====== Testo fornito

Come bene scrisse anche il nostro storico, Ugo De Grandis (in "Elemento pericoloso. Inquisizione e deportazione politica nella Schio di Salò (1943-1945)" - ed. Centrostampaschio, Schio - 2014), dopo che tre membri della famiglia Landaman, vennero esclusi in quanto di "sangue misto", i restanti 42 vennero trasferiti a Milano e aggregati il 30 gennaio 1944 al 6° trasporto per Auschwitz, in partenza dal purtroppo solito 'binario 21’. E nessuno di quei 42 vi fece più ritorno. Vennero tutti gasati già il 6 febbraio al loro arrivo nel lager dei lager.
Tra questi Marina (Marina Eskenasi) di soli 2 anni e mezzo. E al solo pensarlo si sta male.
Da buon fascista Silvio Toniolo venne poi promosso tenente colonnello e trasferito sempre nel mia terra vicentina a Camisano. Sarà per qualche tempo il Reggente del Fascio repubblichino e sempre per meriti sul campo promosso a capo della Compagnia Protezione Impianti in servizio alla Questura di Vicenza.

============

■ Compiti
[a] Nel testo sulla deportazione ad Auschwitz, in quale giorno i 42 vennero aggregati al 6° trasporto?
[b] Trascrivi una parte del testo sulla deportazione ad Auschwitz: comincia dalle parole "Come bene scrisse" e fermati dopo "si sta male.".
[c] Prosegui il testo sulla deportazione ad Auschwitz a partire dall'ultima frase riportata.

====== Estratti di dati

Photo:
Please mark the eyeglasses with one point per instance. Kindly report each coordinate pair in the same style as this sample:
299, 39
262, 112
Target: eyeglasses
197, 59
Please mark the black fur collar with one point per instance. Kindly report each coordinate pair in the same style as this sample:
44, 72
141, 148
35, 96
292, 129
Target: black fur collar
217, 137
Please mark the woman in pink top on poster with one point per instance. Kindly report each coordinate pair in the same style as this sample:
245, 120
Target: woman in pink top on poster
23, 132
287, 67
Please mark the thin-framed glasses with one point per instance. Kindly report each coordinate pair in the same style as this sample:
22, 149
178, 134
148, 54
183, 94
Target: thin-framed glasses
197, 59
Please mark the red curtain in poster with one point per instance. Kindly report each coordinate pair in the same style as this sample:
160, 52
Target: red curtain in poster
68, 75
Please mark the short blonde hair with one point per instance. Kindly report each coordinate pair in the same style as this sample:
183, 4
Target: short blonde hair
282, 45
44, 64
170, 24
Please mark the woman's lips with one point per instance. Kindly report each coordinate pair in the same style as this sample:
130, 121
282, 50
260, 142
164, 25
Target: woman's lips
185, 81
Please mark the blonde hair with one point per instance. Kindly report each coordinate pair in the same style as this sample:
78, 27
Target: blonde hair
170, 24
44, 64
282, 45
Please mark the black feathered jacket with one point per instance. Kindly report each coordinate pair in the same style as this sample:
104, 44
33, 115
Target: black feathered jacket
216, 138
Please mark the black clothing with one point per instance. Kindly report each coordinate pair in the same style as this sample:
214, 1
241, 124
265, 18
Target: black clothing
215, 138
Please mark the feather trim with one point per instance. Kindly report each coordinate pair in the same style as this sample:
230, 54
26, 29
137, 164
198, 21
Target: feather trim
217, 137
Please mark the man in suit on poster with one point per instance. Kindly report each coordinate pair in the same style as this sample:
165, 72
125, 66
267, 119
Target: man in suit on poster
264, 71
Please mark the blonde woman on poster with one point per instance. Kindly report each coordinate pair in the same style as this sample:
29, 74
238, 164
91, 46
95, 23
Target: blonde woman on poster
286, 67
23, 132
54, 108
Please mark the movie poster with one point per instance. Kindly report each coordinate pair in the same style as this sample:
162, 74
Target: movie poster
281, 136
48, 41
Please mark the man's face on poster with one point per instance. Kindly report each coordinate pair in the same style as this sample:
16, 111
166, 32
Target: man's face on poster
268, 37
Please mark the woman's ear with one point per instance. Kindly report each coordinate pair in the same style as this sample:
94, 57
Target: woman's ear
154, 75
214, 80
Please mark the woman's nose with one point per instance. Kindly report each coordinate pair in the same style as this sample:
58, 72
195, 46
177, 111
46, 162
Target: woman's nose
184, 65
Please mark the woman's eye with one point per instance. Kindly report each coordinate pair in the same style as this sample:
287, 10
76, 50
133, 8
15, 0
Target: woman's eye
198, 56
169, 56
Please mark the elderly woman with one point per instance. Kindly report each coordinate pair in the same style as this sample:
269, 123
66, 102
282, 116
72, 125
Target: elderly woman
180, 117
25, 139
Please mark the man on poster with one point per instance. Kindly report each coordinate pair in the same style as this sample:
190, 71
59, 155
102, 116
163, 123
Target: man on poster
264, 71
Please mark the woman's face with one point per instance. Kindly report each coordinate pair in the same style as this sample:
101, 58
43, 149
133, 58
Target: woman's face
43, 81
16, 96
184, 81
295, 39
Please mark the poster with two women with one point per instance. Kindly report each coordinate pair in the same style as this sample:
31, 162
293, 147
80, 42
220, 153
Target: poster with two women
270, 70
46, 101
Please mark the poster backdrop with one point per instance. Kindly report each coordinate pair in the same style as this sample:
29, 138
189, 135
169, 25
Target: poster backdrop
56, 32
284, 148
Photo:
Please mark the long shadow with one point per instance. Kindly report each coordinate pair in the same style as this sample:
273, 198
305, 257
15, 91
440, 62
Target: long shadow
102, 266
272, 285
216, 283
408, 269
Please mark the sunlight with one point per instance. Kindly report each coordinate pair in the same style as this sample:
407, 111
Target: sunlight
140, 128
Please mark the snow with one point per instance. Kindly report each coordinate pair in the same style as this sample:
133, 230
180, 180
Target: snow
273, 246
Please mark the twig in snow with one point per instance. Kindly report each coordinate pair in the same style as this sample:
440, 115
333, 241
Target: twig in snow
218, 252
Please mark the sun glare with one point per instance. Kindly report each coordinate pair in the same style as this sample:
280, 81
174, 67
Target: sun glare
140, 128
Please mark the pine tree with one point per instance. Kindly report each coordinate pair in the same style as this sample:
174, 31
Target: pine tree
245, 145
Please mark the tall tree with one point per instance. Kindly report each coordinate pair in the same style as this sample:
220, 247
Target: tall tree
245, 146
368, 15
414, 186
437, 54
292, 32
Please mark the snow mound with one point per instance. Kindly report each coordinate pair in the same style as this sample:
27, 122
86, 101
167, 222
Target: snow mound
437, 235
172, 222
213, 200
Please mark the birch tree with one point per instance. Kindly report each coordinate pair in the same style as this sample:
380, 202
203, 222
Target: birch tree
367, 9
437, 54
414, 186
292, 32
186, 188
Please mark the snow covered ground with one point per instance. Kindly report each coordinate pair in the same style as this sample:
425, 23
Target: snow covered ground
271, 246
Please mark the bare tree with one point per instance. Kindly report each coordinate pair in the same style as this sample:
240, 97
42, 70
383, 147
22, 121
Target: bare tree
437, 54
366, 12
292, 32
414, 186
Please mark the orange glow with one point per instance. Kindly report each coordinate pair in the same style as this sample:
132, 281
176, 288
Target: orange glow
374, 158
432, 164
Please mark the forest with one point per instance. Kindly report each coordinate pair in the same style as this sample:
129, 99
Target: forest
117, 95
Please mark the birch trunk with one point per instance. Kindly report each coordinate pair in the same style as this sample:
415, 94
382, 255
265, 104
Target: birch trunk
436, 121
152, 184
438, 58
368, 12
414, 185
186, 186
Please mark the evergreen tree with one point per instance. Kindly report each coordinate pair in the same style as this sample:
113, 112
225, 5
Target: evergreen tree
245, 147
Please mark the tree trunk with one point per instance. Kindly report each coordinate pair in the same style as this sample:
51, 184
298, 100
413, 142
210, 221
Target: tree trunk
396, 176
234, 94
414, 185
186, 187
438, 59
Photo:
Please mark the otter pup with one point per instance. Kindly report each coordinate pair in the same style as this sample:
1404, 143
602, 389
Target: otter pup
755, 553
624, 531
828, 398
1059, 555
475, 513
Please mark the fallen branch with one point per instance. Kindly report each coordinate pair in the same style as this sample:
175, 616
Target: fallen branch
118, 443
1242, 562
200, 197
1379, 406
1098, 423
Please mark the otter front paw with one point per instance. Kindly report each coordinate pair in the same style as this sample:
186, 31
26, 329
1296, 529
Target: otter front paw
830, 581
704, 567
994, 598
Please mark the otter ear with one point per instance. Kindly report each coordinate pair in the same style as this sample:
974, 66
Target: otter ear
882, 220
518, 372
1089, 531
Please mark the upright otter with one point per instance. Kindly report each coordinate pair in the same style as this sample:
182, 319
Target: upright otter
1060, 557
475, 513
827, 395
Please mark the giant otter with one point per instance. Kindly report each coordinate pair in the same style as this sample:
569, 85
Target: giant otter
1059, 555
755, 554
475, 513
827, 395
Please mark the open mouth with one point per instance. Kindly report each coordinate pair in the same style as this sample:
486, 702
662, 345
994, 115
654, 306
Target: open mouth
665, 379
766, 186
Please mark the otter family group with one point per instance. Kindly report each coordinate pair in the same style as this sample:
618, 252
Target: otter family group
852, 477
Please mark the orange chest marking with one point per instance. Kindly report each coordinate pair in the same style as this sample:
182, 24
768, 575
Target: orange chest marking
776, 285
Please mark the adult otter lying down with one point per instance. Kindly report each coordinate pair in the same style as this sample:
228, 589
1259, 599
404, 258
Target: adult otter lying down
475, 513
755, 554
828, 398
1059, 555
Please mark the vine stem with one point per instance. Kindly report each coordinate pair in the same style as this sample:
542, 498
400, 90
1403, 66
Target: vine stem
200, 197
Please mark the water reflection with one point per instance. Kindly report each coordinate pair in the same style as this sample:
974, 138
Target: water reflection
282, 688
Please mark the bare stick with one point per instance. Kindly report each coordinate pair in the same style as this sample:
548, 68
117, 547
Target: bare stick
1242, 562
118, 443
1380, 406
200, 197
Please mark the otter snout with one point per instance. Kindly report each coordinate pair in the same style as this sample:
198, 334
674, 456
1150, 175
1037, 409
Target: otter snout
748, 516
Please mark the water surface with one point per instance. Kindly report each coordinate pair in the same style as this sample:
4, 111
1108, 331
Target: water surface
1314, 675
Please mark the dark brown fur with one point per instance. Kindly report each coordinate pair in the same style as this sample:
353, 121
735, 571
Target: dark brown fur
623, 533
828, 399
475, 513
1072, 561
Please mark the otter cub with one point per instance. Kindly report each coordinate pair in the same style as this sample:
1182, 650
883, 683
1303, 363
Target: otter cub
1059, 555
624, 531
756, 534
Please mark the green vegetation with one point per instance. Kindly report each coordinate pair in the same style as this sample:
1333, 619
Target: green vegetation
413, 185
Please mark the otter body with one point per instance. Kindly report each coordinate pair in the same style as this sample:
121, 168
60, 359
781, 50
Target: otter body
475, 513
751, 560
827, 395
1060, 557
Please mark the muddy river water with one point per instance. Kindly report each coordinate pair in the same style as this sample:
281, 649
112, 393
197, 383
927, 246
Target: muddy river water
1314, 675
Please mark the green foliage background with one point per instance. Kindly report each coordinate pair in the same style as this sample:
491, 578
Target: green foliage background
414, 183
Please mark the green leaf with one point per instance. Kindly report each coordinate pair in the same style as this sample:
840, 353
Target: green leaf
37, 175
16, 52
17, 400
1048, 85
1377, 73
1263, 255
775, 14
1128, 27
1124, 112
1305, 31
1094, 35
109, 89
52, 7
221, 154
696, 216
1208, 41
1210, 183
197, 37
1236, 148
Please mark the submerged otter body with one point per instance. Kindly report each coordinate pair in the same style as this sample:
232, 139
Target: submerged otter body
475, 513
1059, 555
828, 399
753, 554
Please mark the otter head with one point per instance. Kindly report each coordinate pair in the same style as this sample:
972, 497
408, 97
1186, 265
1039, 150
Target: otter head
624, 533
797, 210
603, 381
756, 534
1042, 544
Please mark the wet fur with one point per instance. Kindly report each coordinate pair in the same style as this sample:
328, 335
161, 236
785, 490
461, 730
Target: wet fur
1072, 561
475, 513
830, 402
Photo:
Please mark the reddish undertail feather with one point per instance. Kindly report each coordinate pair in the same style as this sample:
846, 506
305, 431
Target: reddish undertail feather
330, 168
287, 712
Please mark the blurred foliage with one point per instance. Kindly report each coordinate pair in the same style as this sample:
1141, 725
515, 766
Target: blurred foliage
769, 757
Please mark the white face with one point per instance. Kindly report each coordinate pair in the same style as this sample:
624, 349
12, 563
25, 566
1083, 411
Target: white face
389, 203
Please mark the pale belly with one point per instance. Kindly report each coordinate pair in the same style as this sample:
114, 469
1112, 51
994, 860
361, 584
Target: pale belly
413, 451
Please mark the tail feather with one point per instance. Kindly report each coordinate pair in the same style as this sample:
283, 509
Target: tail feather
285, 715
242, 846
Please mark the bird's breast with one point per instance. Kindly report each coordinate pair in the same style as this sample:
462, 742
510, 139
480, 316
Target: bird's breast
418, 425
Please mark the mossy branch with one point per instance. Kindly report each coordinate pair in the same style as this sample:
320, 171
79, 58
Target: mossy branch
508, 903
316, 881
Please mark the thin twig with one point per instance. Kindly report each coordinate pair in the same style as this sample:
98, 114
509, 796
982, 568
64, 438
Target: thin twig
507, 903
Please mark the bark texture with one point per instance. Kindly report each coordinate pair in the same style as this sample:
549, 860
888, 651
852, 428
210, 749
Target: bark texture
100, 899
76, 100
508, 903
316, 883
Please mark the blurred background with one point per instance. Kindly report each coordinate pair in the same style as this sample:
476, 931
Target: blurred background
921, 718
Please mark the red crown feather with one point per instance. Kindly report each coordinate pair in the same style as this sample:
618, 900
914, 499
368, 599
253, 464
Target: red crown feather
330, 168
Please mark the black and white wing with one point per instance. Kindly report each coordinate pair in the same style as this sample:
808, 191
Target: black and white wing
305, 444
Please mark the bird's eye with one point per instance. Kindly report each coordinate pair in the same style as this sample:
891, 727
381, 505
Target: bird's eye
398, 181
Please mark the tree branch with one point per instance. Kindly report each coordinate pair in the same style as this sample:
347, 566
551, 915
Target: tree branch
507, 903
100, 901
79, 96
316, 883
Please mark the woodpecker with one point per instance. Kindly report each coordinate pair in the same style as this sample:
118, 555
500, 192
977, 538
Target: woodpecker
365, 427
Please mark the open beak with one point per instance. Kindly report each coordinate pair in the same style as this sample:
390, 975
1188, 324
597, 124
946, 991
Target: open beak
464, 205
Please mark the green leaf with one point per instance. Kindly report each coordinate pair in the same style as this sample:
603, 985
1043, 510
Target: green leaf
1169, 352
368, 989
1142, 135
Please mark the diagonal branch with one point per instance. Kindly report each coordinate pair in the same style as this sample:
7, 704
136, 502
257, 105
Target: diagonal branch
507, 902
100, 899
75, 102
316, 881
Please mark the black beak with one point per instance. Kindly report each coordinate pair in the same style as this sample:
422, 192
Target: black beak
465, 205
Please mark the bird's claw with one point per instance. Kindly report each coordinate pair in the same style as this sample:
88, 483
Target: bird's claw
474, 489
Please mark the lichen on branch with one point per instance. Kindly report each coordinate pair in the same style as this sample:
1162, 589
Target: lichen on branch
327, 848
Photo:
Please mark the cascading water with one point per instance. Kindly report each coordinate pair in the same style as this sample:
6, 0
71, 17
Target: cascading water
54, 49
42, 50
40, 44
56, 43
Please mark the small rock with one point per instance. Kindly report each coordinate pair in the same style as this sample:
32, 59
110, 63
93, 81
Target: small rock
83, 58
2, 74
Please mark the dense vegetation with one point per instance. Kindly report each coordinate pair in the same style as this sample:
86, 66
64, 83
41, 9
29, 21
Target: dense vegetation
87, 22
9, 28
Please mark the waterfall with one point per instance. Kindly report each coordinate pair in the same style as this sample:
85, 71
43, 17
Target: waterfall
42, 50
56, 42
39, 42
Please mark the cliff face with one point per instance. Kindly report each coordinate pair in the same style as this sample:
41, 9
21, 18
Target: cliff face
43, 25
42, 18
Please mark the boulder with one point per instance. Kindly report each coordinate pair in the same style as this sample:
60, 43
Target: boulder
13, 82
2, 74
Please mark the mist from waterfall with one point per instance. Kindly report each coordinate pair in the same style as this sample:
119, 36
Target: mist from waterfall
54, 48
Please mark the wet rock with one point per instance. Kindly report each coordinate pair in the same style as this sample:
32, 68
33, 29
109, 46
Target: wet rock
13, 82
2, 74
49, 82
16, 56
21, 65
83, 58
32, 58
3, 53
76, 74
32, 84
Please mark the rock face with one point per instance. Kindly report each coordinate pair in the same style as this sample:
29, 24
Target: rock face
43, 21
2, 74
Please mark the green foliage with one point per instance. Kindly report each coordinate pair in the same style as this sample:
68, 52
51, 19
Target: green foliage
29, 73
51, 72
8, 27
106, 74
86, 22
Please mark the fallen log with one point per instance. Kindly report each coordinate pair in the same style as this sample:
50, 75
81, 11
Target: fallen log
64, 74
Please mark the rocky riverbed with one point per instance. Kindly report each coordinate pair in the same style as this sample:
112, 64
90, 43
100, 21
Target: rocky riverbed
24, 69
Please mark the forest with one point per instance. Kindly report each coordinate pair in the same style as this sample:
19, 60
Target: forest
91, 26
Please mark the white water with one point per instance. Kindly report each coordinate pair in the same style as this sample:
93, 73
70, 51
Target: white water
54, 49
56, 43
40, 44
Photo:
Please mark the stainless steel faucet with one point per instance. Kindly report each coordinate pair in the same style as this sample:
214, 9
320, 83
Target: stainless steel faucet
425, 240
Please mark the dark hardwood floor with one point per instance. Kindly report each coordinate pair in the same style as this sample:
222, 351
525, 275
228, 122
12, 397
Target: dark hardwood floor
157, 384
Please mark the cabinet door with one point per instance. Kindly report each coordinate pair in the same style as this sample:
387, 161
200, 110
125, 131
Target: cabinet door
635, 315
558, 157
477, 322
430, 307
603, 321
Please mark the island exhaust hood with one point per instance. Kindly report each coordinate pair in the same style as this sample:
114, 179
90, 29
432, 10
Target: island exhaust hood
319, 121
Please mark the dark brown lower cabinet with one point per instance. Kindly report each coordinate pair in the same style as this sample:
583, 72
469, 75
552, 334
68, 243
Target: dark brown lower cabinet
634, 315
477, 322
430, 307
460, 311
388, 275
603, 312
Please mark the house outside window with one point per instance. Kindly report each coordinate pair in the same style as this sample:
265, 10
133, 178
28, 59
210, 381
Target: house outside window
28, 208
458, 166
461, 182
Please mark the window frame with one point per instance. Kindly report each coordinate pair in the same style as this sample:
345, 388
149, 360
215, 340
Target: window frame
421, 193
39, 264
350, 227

============

■ Risposte finali
[a] Il 30 gennaio 1944.

[b]
Come bene scrisse anche il nostro storico, Ugo De Grandis (in "Elemento pericoloso. Inquisizione e deportazione politica nella Schio di Salò (1943-1945)" - ed. Centrostampaschio, Schio - 2014), dopo che tre membri della famiglia Landaman, vennero esclusi in quanto di "sangue misto", i restanti 42 vennero trasferiti a Milano e aggregati il 30 gennaio 1944 al 6° trasporto per Auschwitz, in partenza dal purtroppo solito 'binario 21’. E nessuno di quei 42 vi fece più ritorno. Vennero tutti gasati già il 6 febbraio al loro arrivo nel lager dei lager.
Tra questi Marina (Marina Eskenasi) di soli 2 anni e mezzo. E al solo pensarlo si sta male.

[c]
Dio volle che a guerra finita fosse denunciato da alcuni familiari di partigiani rastrellati e morti a Mauthausen e per esser stato in prima linea coi fascisti di Schio che, per almeno 20 mesi, terrorizzarono tutto l'Alto Vicentino macchiandosi "della più turpe attività con perquisizioni, arresti, sevizie, rastrellamenti, saccheggi, distruzioni; questi stessi che quando non poterono agire direttamente si sono valsi dell’arma abbietta della delazione al Tedesco invasore, per mandare i nostri migliori in Germania, al lavoro o nei tristi campi della morte” (cfr. Ugo De Grandis).
Da buon fascista, non essendo potuto scappare verso la Svizzera magari vestito da soldato tedesco, si rese latitante. Venne tuttavia ricercato con l'accusa di 'collaborazionismo' coi nazisti (a Vicenza la CAS - Corte d’Assise Straordinaria - aprì ben due inchieste).
E sebbene inserito nell’elenco dei fascisti locali come “criminale latitante” per avere “compiuto atti di gravità particolare contrari alle norme di attitudine e di probità politica, cooperando attivamente per la repressione del movimento di resistenza”, riuscì nonostante tutto a non passare nemmeno un giorno e nemmeno un'ora in carcere. Saltò fuori solo dopo l'amnistia Togliatti, vivo e vegeto. Nessuno potè più fargli nulla, legalmente era apposto, sanato, purificato, salvato da ogni processo terreno.
Altra puntata del film horror 'chi ha avuto ha avuto, chi ha dato ha dato'.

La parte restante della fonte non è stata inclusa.